**WHAT YOU ARE ASKED TO DO:**
Answer these questions using the consumer protection update below.
(a) How many VoIP service providers received the FTC's warning?
(b) Which state law did Funk allegedly violate?
(c) According to the complaint, what did Funk fail to do after customers paid in full for photo packages?

**DOCUMENT PASSAGE:**
************

FTC to VoIP Service Providers: Willful Blindness Is Not a Defense When It Comes to Facilitating Illegal Telemarketing Practices
- The Federal Trade Commission (“FTC”) warned 19 Voice over Internet Protocol service providers (“VoIP Providers”) that assisting and facilitating illegal telemarketing or robocalling is a violation of the FTC Act and the FTC’s Telemarketing Sales Rule (“TSR”).
- In letters sent to the VoIP Providers, the FTC warned that it may take legal action against a VoIP Provider if it assists a seller or telemarketer in violating the TSR, either knowingly or by turning a blind eye to the illegal conduct.
- The letters identify several types of conduct that may violate the TSR, including making false statements to induce a consumer to pay for goods or services or to contribute to charity, misrepresenting a seller’s affiliation with a government agency, and initiating telemarketing calls to numbers listed on the National Do Not Call Registry, among other things.
Relief in Focus: Photographer Ordered to Pay Nearly $200,000 for Not Delivering Paid-For Photographs
- Arkansas AG Leslie Rutledge obtained a default judgment against photographer Jonathan Funk, his company Jonathan Funk Photography, LLC, and related defendants (collectively “Funk”) over allegations that Funk accepted payment for but failed to deliver photography packages in violation of the Arkansas Deceptive Trade Practices Act.
- The complaint alleged that Funk convinced customers to pay in full for photo packages, sometimes immediately after a photoshoot, then failed to provide the photos or issue refunds.

************

**DATASET SECTION:**
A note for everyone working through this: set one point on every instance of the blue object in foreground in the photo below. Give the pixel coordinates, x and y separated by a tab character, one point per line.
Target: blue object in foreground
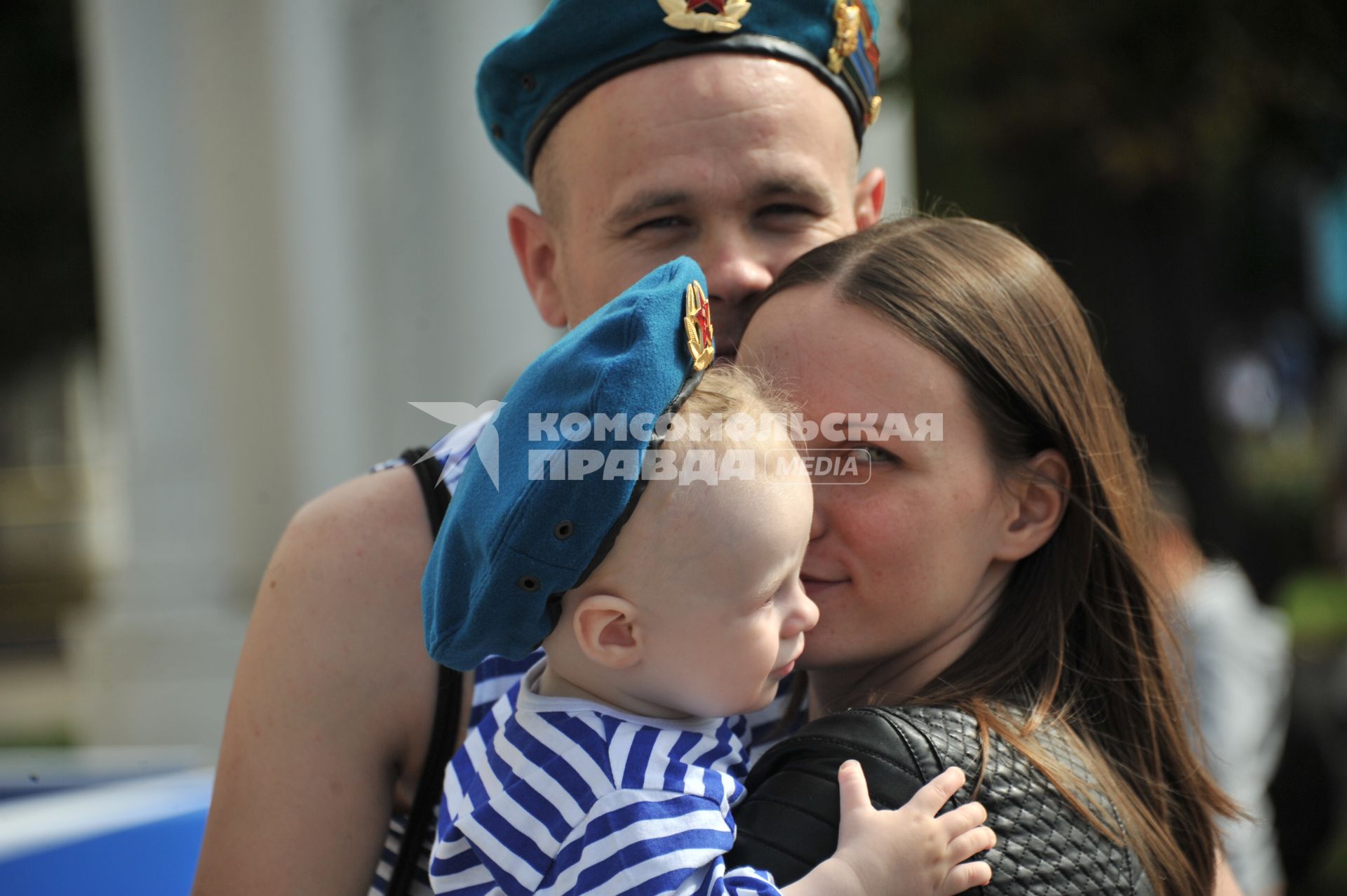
138	837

************

**RIGHT ANSWER:**
(a) 19
(b) The Arkansas Deceptive Trade Practices Act
(c) Provide the photos or issue refunds